# Data to use

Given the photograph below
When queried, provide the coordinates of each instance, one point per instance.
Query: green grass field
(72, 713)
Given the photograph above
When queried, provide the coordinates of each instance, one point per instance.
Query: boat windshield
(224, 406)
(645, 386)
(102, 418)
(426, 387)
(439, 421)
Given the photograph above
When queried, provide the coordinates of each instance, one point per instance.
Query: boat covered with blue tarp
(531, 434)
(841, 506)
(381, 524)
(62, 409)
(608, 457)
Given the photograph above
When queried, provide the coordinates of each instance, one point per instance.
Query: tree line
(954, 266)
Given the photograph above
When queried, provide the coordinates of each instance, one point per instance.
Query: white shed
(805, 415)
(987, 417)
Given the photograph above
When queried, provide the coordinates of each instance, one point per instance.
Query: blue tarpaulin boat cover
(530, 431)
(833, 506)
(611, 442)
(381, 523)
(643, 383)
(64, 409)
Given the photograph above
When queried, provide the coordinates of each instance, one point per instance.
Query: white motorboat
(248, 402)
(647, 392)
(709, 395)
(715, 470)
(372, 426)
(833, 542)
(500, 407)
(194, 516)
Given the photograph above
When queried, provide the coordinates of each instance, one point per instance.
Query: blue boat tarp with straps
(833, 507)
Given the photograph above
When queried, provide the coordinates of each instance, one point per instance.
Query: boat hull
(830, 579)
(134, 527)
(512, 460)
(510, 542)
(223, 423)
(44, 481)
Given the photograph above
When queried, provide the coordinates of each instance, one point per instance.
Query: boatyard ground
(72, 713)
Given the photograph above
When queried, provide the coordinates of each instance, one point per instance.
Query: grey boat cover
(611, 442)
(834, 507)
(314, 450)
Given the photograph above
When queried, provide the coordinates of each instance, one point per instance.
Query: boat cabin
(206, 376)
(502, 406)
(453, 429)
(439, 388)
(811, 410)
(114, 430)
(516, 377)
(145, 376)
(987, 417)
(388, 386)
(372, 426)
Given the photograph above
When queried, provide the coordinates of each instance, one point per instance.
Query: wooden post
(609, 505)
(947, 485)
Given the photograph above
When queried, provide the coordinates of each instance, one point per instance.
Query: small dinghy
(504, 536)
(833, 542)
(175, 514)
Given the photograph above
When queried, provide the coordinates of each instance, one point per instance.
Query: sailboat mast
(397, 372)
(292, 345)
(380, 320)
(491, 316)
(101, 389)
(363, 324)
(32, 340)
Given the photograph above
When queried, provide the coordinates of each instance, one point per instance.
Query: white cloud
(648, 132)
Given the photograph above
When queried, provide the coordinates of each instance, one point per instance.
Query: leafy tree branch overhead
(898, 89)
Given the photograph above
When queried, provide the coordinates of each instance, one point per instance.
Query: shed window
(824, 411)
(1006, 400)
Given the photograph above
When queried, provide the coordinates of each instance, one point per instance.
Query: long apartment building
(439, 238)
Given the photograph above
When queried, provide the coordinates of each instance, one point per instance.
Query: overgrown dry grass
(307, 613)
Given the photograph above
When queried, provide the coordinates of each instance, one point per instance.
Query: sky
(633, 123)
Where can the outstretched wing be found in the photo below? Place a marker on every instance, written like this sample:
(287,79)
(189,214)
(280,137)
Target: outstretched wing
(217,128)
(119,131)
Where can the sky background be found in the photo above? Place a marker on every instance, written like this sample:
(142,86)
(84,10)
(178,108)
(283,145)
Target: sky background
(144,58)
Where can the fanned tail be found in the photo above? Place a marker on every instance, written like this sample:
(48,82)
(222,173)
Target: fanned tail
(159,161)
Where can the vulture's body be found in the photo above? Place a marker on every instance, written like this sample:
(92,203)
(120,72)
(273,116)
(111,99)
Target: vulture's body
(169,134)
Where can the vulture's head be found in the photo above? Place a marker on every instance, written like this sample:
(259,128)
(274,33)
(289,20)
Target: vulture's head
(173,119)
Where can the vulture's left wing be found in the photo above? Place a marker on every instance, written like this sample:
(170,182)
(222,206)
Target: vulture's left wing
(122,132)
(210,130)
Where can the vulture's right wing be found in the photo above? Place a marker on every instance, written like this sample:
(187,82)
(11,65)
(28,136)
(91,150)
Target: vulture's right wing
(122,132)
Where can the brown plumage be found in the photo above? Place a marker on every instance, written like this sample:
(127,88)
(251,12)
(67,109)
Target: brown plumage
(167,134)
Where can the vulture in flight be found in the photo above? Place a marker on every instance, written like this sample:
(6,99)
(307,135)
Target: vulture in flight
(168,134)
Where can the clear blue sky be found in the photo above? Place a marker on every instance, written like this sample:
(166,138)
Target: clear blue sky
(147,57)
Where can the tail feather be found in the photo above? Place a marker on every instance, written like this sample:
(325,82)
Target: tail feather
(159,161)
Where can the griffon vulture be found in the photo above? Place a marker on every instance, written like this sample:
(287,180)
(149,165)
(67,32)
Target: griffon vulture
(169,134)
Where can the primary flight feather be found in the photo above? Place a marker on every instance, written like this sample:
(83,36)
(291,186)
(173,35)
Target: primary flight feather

# What you need to do
Write the entries out once more, exactly as they appear.

# Answer below
Given the photograph below
When queried, provide the coordinates of each instance, one point per instance.
Query: green grass field
(72, 713)
Given the photograph above
When queried, provide the coordinates of each instance, one point per instance.
Query: boat windshield
(224, 406)
(645, 386)
(102, 418)
(426, 387)
(439, 421)
Given the photograph above
When queried, provide the coordinates of each instance, one point per instance.
Query: boat covered with blue tarp
(531, 434)
(841, 506)
(381, 524)
(62, 409)
(608, 457)
Given the photograph above
When queried, provide the coordinates of each instance, one point per instance.
Query: tree line
(954, 266)
Given the photograph above
When queried, provide the coordinates of each instance, one point per instance.
Query: white shed
(805, 415)
(987, 417)
Given the photograph above
When queried, provide the coordinates of each instance, one point per instance.
Query: blue tarpaulin boat cover
(530, 431)
(833, 506)
(611, 442)
(381, 523)
(643, 383)
(64, 409)
Given the photograph above
When queried, provide the coordinates of each instance, one point per instance.
Query: white motorboat
(248, 402)
(647, 392)
(709, 395)
(715, 470)
(372, 426)
(833, 542)
(500, 407)
(194, 516)
Given the photograph above
When queried, provide the coordinates of each instance, one point per instance.
Query: blue boat tarp with straps
(833, 507)
Given the photograph above
When queried, provide the coordinates of each instance, one point per instance.
Query: boat hull
(830, 579)
(134, 527)
(512, 460)
(510, 542)
(223, 423)
(44, 481)
Given the photograph above
When queried, provide the coordinates of each instance, one point per instance.
Query: boatyard ground
(72, 713)
Given the photograph above
When queried, provide the coordinates of each instance, one point per instance.
Query: grey boat cover
(611, 442)
(834, 507)
(314, 450)
Given the photograph above
When queried, provide the coordinates of each instance, one point per instance.
Query: boat cabin
(206, 376)
(502, 406)
(453, 429)
(439, 388)
(811, 410)
(114, 430)
(516, 377)
(145, 376)
(987, 417)
(388, 386)
(372, 426)
Given the photograph above
When queried, provide the coordinates of each instance, one point per instance.
Query: wooden post
(609, 505)
(947, 485)
Given the photograph above
When queried, provide the coordinates of each instance, one point per instance.
Query: small dinghy
(504, 536)
(833, 542)
(175, 514)
Given the photograph above
When queried, provide the coordinates of each instance, one point per instance.
Query: sailboat mast
(397, 372)
(292, 345)
(380, 320)
(491, 316)
(101, 389)
(363, 324)
(32, 340)
Given the photograph above
When queried, provide the coordinates of each instance, one point per instance.
Query: white cloud
(648, 132)
Given the photograph above
When queried, provide the coordinates of each instance, one point per instance.
Query: leafy tree branch overhead
(898, 89)
Given the photograph above
When queried, provide the coordinates of each instance, one point per instance.
Query: shed window
(824, 411)
(1006, 400)
Given the photograph above
When queried, provide the coordinates of each instance, one point per instance.
Query: long apartment building
(439, 238)
Given the photograph above
When queried, provide the coordinates of each instance, one point per instance.
Query: overgrown dry grass
(307, 613)
Given the photograph above
When queried, provide the coordinates of each instance, one point per instance.
Query: sky
(633, 123)
Where can the outstretched wing be found in the photo below? Place a marker on every instance, written like this sample:
(287,79)
(189,214)
(280,137)
Target: outstretched wing
(217,128)
(119,131)
Where can the sky background be found in the photo above? Place a marker on every instance, written like this sample:
(142,86)
(84,10)
(178,108)
(283,145)
Target: sky background
(144,58)
Where can the fanned tail be found in the photo above? Place a marker on every instance, written like this sample:
(48,82)
(222,173)
Target: fanned tail
(159,161)
Where can the vulture's body be found in the photo above? Place a marker on every instance, written like this sample:
(92,203)
(120,72)
(273,116)
(111,99)
Target: vulture's body
(169,134)
Where can the vulture's head be found in the photo above? Place a marker on every instance, written like this sample:
(259,128)
(274,33)
(289,20)
Target: vulture's head
(173,119)
Where can the vulture's left wing be found in the photo above? Place a marker on every instance, written like this sample:
(170,182)
(222,206)
Target: vulture's left wing
(122,132)
(210,130)
Where can the vulture's right wing be found in the photo above? Place a marker on every instance, written like this sample:
(187,82)
(11,65)
(28,136)
(91,150)
Target: vulture's right wing
(122,132)
Where can the brown plumage be found in the photo above? Place a marker on every instance, written like this sample:
(127,88)
(251,12)
(67,109)
Target: brown plumage
(167,134)
Where can the vulture in flight be found in the photo above? Place a marker on every instance, written like this sample:
(6,99)
(307,135)
Target: vulture in flight
(168,134)
Where can the clear blue sky be found in the photo above? Place a marker on every instance, written like this sample:
(166,138)
Target: clear blue sky
(147,57)
Where can the tail feather be found in the photo above? Place a marker on every instance, written like this sample:
(325,82)
Target: tail feather
(159,161)
Where can the griffon vulture be found in the photo above? Place a marker on every instance, written like this sample:
(287,180)
(149,165)
(67,32)
Target: griffon vulture
(169,134)
Where can the primary flight feather be found in the photo above? Place a marker on every instance, written like this sample:
(83,36)
(291,186)
(173,35)
Target: primary flight feather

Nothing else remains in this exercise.